PASSAGE PROVIDED
The display contained two types of critical trials: TCRU (target–cohort–rhyme–unrelated) and TCUU (target–cohort–unrelated–unrelated). Because some items served as a rhyme competitor (R) in TCRU trials and as an unrelated item (U) in TCUU trials, we adopted a principled scheme to define the “unrelated” baseline in our cohort analyses. For the primary analysis of cohort competition, we used a single, unrelated competitor as the baseline. Concretely, For each trial, we identified one critical unrelated item that was never used as a rhyme competitor (R) anywhere in the experiment. In TCRU trials, this was the standard unrelated item. In TCUU trials, when one of the two unrelated objects also served as a rhyme competitor in other trials, we excluded that item from the C–U contrast and treated only the remaining object as the unrelated baseline.

SUPPLIED DATA
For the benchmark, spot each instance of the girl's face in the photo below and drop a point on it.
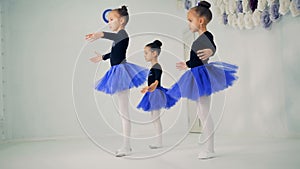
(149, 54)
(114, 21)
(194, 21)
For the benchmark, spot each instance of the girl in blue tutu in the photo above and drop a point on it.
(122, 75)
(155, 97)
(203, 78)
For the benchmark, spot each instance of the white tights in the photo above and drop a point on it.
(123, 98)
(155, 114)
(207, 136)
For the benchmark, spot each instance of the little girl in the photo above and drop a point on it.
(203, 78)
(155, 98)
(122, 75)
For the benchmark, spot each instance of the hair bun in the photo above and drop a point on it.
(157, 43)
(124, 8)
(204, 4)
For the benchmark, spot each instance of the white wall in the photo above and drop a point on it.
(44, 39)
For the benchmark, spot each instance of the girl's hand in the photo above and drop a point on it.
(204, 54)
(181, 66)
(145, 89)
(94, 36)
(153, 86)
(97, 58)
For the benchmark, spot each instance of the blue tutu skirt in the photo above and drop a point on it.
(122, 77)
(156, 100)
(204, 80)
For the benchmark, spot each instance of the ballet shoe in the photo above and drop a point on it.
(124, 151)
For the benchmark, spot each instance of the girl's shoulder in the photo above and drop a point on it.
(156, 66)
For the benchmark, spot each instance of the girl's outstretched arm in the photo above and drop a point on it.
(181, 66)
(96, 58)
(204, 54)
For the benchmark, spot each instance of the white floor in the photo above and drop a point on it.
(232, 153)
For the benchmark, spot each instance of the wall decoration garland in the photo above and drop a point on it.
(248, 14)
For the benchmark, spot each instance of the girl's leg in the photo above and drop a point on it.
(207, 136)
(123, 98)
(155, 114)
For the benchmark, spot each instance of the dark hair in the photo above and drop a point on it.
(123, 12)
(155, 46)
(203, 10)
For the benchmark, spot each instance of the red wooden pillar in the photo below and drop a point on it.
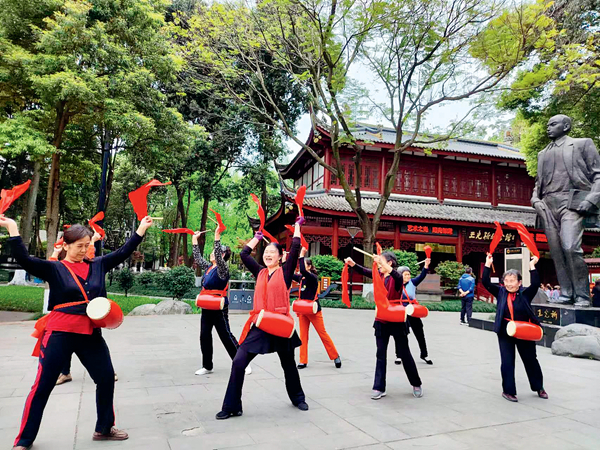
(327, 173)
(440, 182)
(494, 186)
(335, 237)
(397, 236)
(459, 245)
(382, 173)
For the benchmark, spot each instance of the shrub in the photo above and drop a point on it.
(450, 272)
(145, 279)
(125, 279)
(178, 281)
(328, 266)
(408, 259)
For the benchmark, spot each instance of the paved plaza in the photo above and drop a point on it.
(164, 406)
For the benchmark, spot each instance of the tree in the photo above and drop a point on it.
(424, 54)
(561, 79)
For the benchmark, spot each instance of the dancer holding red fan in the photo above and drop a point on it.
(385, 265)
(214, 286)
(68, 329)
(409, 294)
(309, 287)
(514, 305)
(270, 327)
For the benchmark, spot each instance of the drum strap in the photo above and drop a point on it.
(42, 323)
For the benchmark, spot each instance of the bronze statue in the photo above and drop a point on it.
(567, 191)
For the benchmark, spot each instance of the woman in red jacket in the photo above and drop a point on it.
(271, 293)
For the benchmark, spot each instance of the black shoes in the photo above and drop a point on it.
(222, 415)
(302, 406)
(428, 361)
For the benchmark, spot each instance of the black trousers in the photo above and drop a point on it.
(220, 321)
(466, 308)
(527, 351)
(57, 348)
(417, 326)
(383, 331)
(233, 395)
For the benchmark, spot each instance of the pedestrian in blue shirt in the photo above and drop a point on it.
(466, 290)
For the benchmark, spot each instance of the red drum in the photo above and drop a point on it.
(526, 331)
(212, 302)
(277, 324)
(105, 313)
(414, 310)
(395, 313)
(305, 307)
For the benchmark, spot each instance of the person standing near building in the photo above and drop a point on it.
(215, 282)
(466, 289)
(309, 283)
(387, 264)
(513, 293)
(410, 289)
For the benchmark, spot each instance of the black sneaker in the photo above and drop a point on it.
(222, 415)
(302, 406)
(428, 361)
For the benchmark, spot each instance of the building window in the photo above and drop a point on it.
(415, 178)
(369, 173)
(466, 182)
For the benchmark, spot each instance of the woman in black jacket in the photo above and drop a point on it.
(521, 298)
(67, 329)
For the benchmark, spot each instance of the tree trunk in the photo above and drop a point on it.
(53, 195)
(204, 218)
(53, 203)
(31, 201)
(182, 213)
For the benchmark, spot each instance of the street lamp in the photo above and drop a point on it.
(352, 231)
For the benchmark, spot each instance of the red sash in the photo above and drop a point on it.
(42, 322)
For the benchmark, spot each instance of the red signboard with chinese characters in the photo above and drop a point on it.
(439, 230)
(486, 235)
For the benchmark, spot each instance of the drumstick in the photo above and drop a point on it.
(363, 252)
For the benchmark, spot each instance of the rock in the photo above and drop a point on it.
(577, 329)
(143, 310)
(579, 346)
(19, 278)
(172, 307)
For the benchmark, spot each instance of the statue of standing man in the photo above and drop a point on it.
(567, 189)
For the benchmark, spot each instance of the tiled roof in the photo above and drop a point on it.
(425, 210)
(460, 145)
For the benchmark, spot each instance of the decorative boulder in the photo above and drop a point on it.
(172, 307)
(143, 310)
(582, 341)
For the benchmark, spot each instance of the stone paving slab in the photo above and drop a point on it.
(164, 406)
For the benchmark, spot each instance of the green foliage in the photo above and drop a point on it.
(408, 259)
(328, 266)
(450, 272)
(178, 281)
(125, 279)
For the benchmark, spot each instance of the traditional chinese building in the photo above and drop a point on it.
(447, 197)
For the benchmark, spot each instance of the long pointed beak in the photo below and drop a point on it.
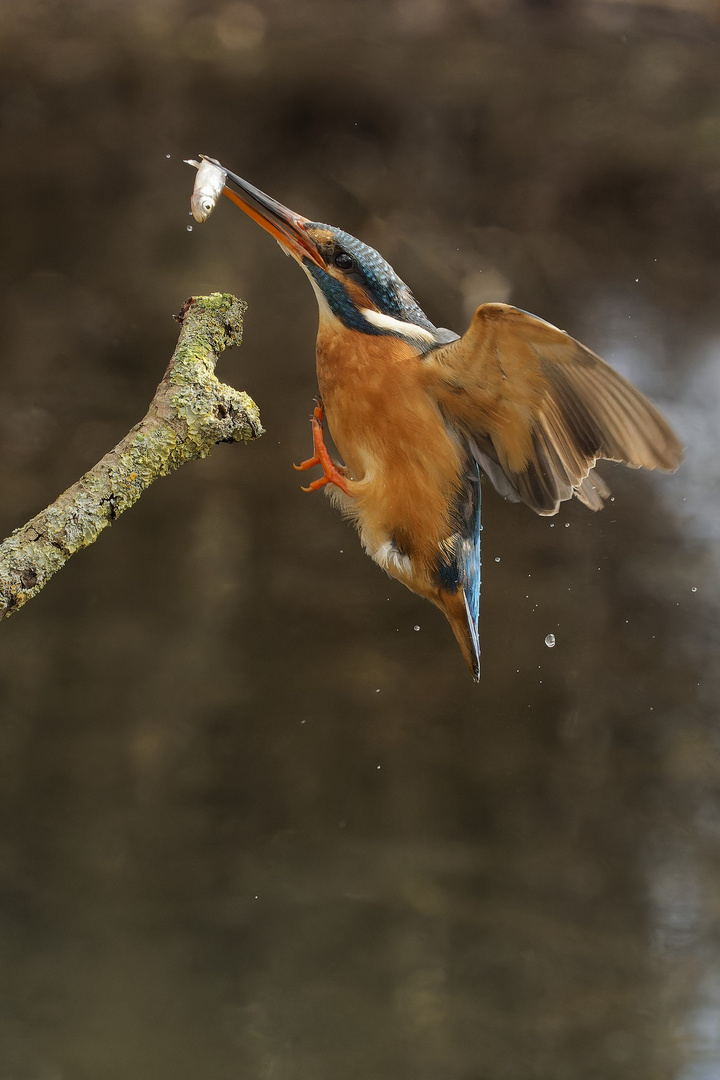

TASK REQUIREMENTS
Quote the passage on cohort baselines word for word, starting at "The display contained" and ending at "the unrelated baseline.". The rows play no part in what comes next.

SOLUTION TO THE EXERCISE
The display contained two types of critical trials: TCRU (target–cohort–rhyme–unrelated) and TCUU (target–cohort–unrelated–unrelated). Because some items served as a rhyme competitor (R) in TCRU trials and as an unrelated item (U) in TCUU trials, we adopted a principled scheme to define the “unrelated” baseline in our cohort analyses. For the primary analysis of cohort competition, we used a single, unrelated competitor as the baseline. Concretely, For each trial, we identified one critical unrelated item that was never used as a rhyme competitor (R) anywhere in the experiment. In TCRU trials, this was the standard unrelated item. In TCUU trials, when one of the two unrelated objects also served as a rhyme competitor in other trials, we excluded that item from the C–U contrast and treated only the remaining object as the unrelated baseline.